• [Stated exercise]
Write out every entry, unchanged. Skip any picture.
◆ ◆ ◆ ◆
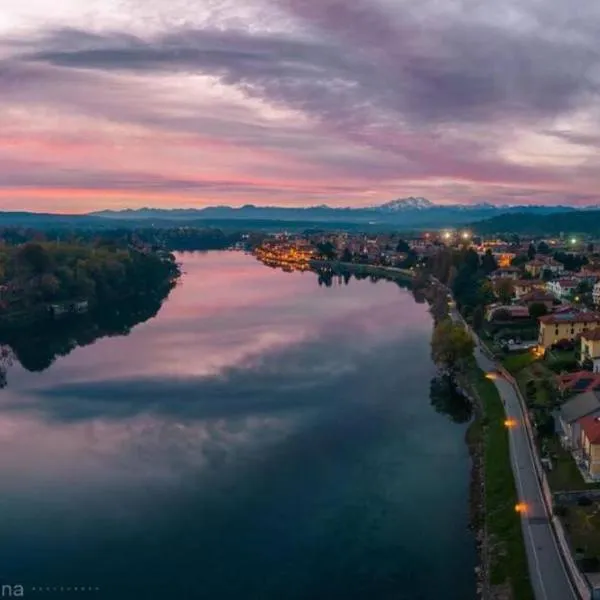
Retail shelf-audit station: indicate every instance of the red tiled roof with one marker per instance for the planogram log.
(592, 334)
(591, 427)
(568, 318)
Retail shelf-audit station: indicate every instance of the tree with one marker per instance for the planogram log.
(488, 262)
(537, 310)
(543, 248)
(402, 246)
(451, 346)
(486, 292)
(505, 290)
(519, 260)
(478, 317)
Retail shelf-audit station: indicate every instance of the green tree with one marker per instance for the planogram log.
(488, 262)
(478, 317)
(505, 290)
(451, 346)
(346, 255)
(543, 248)
(537, 310)
(402, 246)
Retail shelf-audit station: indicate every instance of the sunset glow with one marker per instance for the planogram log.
(122, 103)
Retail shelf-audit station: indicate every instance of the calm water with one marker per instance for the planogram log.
(263, 437)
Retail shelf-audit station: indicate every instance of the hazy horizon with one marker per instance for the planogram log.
(121, 103)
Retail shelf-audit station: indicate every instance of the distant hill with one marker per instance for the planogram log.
(403, 213)
(586, 222)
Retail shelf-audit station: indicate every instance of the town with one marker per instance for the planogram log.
(534, 304)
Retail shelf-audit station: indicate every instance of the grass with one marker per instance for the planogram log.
(508, 560)
(514, 363)
(583, 525)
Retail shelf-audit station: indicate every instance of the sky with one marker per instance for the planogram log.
(190, 103)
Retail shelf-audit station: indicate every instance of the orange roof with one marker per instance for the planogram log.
(591, 427)
(592, 334)
(570, 318)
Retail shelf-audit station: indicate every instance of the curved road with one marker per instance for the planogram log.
(547, 570)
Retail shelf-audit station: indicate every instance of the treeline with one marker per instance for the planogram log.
(175, 239)
(465, 273)
(36, 273)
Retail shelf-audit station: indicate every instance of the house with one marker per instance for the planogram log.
(513, 312)
(538, 297)
(590, 347)
(596, 294)
(535, 267)
(577, 383)
(562, 288)
(564, 326)
(589, 444)
(570, 414)
(526, 286)
(506, 273)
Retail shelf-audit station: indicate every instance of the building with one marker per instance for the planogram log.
(562, 288)
(590, 348)
(577, 383)
(570, 415)
(506, 273)
(589, 444)
(538, 297)
(526, 286)
(596, 294)
(564, 326)
(535, 268)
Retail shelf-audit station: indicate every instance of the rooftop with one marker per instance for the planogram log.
(591, 427)
(570, 317)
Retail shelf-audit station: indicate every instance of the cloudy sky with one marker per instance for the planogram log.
(115, 103)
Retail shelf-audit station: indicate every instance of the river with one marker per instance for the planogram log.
(262, 437)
◆ ◆ ◆ ◆
• [Task solution]
Retail shelf-audit station: indicate every instance of the red tiled roof with one marker per instance for the planogram log.
(592, 334)
(591, 427)
(568, 318)
Retail shelf-audit station: indicate every instance of the tree with one marker per instance for the planogram log.
(488, 262)
(537, 310)
(543, 248)
(402, 246)
(451, 346)
(486, 292)
(505, 290)
(519, 260)
(478, 317)
Retail shelf-audit station: indicate every instance of the green tree with one marker per instance for the planogram log.
(488, 262)
(478, 317)
(505, 290)
(451, 346)
(346, 255)
(543, 248)
(537, 310)
(402, 246)
Retail shelf-audit station: indicate every instance of the sunset glow with one marker per instance for the planogram log.
(122, 103)
Retail shelf-audit station: indicate every instance of the calm water with one marker per instance for the planogram log.
(263, 437)
Retail shelf-audit station: indicate every instance of the hazy horizon with one marker per instance for the planogram log.
(121, 103)
Retail shelf-audit station: indicate every instance of the distant hill with one marker per instance for the planogram log.
(403, 213)
(586, 222)
Retail shelf-audit station: indicate every instance of the town with one marker per instance for the planogram log.
(534, 304)
Retail shelf-audit station: indicate every instance of the grass with one marker per instance for the planogram log.
(508, 560)
(514, 363)
(583, 525)
Retail shelf-audit station: indicate every instance of the sky with one marker per instance for the planogram log.
(190, 103)
Retail shelf-audit station: indicate every instance of the orange roof with one marker per instance for the planogram log.
(591, 427)
(592, 334)
(570, 318)
Retail shelf-audit station: indicate every instance of the curved road with one marker per instance for the planogram log.
(547, 570)
Retail shelf-audit station: indicate every instance of the treeline with one marker per instance for the planogram log.
(175, 239)
(465, 273)
(36, 273)
Retail shelf-audit station: indicate every instance of the house with one marker per instance for the planogram log.
(513, 312)
(538, 297)
(590, 347)
(596, 294)
(535, 267)
(577, 383)
(562, 288)
(564, 326)
(589, 444)
(570, 414)
(526, 286)
(506, 273)
Retail shelf-audit station: indicate every instance of the building with one marker per instance for the planogram log.
(562, 288)
(590, 348)
(577, 383)
(570, 415)
(506, 273)
(589, 444)
(538, 297)
(526, 286)
(596, 294)
(564, 326)
(535, 268)
Retail shelf-audit station: indicate every instance of the rooftop with one marker per instance for the planogram log.
(591, 427)
(570, 317)
Retail shelf-audit station: indicate every instance of the cloudy sky with one marker per instance for the planogram log.
(115, 103)
Retail shelf-audit station: indicate every instance of the river with one marker per instance for the planogram log.
(262, 437)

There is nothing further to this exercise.